Problem details:
One part of the entries below is wanted: the lines from the one containing "Target: tree shadow on sand" through the one containing "Target: eyelash". Write those out exactly and nothing else.
** Task input follows **
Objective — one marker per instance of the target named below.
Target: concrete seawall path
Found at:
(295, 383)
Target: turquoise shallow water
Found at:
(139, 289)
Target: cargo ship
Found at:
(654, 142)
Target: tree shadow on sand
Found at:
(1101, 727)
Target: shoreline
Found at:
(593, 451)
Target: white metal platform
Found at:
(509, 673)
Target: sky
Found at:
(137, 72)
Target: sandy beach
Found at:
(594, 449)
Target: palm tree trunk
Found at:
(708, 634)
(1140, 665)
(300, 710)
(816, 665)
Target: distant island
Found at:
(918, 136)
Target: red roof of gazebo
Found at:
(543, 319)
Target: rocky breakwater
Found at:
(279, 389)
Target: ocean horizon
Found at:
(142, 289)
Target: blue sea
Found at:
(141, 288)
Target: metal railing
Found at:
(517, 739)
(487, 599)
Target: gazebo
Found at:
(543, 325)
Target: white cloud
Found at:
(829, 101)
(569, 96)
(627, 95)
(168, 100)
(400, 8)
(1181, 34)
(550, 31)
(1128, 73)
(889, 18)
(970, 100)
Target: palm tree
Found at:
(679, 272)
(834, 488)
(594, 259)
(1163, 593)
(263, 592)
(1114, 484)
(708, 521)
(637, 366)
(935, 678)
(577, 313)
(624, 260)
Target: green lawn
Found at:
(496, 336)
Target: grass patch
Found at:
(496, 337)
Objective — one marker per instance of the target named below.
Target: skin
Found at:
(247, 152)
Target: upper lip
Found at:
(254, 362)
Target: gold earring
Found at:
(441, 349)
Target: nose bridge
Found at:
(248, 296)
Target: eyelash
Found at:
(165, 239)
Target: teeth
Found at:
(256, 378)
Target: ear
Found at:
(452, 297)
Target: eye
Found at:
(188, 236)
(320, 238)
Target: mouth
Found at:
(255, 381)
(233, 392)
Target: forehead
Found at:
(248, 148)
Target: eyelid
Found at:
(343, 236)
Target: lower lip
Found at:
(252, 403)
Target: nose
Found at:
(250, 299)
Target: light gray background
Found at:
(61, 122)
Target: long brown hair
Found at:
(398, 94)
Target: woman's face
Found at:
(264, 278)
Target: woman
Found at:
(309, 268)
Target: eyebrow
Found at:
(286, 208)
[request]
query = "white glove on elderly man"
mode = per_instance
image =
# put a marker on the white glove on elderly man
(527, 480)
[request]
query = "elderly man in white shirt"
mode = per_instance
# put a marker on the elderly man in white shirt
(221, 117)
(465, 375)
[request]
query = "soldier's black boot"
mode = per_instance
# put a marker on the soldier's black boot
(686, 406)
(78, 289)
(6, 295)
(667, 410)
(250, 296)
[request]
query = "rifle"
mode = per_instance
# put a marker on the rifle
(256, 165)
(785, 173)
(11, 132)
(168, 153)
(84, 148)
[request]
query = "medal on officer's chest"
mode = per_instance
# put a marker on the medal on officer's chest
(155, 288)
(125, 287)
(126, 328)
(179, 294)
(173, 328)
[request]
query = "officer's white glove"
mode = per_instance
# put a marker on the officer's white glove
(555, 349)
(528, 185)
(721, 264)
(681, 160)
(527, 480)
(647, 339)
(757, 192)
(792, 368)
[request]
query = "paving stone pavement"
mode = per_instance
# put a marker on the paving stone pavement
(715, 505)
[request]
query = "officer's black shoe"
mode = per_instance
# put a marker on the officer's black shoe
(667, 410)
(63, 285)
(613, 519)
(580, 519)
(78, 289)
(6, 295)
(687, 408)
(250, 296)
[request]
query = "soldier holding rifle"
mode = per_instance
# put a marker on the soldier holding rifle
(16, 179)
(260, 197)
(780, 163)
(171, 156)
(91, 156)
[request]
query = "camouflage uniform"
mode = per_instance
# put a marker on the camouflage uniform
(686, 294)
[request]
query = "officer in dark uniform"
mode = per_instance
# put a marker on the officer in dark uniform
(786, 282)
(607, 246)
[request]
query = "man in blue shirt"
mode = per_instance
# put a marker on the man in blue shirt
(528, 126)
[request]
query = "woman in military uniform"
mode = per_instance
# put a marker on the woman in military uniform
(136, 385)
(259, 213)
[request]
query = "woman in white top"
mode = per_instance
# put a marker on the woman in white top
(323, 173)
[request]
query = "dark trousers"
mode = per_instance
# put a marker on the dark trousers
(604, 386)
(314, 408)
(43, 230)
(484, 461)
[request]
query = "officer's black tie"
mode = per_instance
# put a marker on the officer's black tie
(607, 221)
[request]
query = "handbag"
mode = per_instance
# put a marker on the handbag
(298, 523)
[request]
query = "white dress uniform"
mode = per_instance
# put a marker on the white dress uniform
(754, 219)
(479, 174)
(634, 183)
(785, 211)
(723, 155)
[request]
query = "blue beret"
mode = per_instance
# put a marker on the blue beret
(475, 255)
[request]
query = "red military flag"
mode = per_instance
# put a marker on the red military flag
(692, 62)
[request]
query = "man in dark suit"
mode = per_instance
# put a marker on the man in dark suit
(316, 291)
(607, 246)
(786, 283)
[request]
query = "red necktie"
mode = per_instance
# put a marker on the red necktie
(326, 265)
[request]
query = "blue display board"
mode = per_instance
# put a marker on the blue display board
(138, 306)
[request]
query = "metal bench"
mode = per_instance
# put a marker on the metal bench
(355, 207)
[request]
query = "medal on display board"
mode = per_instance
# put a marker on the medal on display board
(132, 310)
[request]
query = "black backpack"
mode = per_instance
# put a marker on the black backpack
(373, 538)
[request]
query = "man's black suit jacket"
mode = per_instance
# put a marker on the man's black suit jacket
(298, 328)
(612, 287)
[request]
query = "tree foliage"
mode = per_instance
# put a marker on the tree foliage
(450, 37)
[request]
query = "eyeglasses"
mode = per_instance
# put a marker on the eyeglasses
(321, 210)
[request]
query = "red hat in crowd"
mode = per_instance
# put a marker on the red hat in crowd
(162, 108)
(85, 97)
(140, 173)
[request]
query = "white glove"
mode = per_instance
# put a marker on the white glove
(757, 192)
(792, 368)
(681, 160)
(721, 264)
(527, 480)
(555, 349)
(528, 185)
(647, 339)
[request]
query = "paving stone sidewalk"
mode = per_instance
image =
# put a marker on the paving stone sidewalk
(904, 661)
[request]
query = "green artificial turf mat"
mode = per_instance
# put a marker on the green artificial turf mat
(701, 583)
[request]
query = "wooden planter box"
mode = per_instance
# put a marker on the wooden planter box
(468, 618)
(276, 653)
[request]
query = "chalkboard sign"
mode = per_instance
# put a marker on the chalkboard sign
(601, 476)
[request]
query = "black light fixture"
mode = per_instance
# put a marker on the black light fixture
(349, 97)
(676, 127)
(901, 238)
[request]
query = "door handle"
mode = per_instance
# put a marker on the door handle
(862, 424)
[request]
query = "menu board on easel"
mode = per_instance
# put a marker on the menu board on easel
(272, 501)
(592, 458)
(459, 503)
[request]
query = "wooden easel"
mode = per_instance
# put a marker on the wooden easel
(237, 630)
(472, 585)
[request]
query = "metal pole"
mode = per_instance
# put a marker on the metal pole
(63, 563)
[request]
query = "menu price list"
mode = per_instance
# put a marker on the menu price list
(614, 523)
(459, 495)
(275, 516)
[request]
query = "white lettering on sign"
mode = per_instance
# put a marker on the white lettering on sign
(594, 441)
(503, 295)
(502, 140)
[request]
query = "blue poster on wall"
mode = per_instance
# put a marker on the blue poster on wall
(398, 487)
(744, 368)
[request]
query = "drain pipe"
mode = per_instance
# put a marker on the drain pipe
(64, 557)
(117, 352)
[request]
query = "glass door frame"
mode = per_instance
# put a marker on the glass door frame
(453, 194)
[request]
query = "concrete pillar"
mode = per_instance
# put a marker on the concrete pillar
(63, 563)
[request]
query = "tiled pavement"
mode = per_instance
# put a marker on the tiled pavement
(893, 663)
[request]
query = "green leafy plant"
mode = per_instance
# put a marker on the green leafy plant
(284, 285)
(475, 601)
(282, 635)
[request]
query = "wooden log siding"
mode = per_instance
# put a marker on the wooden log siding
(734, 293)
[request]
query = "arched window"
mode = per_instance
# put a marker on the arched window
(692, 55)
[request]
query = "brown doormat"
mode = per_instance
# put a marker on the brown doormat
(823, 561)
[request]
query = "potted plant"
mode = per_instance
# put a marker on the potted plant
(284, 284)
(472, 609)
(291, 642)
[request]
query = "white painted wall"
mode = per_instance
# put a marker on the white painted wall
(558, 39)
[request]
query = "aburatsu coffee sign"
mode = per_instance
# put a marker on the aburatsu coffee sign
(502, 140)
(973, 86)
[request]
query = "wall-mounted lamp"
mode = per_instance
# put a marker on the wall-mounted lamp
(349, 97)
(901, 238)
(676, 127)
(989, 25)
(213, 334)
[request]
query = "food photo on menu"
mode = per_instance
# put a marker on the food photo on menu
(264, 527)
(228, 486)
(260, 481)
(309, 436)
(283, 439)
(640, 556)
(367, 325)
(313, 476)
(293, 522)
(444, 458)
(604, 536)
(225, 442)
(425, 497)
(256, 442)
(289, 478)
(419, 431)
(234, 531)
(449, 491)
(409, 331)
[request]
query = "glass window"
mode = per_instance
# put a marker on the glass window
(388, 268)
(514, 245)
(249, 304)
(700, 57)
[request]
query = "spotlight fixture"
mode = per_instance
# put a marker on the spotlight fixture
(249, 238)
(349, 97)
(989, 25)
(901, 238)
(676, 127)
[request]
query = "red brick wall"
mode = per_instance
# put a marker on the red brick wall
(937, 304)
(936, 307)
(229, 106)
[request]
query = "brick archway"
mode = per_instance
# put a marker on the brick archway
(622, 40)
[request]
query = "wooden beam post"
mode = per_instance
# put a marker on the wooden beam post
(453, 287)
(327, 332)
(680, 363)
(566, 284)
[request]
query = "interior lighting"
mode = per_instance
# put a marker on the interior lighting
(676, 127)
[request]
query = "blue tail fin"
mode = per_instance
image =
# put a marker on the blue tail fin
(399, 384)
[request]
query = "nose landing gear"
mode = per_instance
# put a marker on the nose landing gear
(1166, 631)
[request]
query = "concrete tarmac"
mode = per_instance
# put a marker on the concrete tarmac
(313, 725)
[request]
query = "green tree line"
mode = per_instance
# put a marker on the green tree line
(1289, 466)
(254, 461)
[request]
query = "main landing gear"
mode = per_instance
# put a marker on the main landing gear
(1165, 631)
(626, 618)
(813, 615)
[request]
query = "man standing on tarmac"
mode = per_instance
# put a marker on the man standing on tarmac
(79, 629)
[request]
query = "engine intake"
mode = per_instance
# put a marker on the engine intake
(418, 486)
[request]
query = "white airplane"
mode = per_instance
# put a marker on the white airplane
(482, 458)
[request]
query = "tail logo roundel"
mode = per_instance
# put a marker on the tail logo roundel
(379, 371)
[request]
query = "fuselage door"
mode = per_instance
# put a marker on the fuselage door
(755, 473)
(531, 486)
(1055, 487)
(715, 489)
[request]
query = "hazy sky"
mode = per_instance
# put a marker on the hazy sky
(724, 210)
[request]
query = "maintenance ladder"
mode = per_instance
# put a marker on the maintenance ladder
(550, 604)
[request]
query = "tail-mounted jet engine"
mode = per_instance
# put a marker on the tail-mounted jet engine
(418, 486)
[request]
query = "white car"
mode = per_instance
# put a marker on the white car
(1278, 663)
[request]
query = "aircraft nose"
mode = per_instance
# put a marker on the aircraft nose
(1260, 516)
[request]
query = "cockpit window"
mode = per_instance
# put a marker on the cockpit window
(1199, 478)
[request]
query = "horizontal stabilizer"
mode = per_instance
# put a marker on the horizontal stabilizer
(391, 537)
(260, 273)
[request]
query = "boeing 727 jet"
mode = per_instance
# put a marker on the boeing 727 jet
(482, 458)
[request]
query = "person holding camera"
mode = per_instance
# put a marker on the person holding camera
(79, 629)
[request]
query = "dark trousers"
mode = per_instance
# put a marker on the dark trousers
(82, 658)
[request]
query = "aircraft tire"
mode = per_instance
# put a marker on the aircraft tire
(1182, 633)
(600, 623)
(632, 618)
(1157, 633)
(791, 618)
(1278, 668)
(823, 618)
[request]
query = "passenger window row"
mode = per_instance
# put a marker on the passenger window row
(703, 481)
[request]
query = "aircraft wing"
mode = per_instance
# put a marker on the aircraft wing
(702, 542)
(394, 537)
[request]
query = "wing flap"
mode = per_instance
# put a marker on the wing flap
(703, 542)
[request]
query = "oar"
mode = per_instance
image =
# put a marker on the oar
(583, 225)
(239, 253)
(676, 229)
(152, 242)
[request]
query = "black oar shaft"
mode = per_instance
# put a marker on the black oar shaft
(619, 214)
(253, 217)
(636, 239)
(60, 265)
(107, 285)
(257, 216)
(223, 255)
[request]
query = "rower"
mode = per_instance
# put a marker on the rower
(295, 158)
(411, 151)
** End of Task input **
Solved problem:
Target: tree shadow on sand
Found at:
(1101, 727)
Target: shoreline
Found at:
(593, 451)
Target: white metal platform
Found at:
(509, 673)
Target: sky
Found at:
(137, 72)
Target: sandy beach
Found at:
(594, 449)
Target: palm tree trunk
Found at:
(708, 634)
(1140, 665)
(300, 710)
(816, 665)
Target: distant island
Found at:
(918, 136)
Target: red roof of gazebo
Found at:
(543, 319)
Target: rocky breakwater
Found at:
(279, 389)
Target: ocean horizon
Found at:
(142, 289)
Target: blue sea
Found at:
(141, 288)
Target: metal railing
Found at:
(517, 739)
(487, 599)
Target: gazebo
Found at:
(543, 325)
Target: white cloud
Found at:
(829, 101)
(569, 96)
(627, 95)
(168, 100)
(400, 8)
(1181, 34)
(550, 31)
(1128, 73)
(889, 18)
(970, 100)
Target: palm tree
Found at:
(679, 272)
(834, 488)
(594, 259)
(1163, 593)
(263, 592)
(1114, 484)
(708, 521)
(637, 366)
(935, 678)
(577, 313)
(624, 260)
Target: green lawn
Found at:
(496, 336)
Target: grass patch
Found at:
(496, 337)
Objective — one marker per instance of the target named below.
Target: skin
Found at:
(247, 152)
Target: upper lip
Found at:
(254, 362)
Target: gold earring
Found at:
(441, 349)
Target: nose bridge
Found at:
(248, 296)
Target: eyelash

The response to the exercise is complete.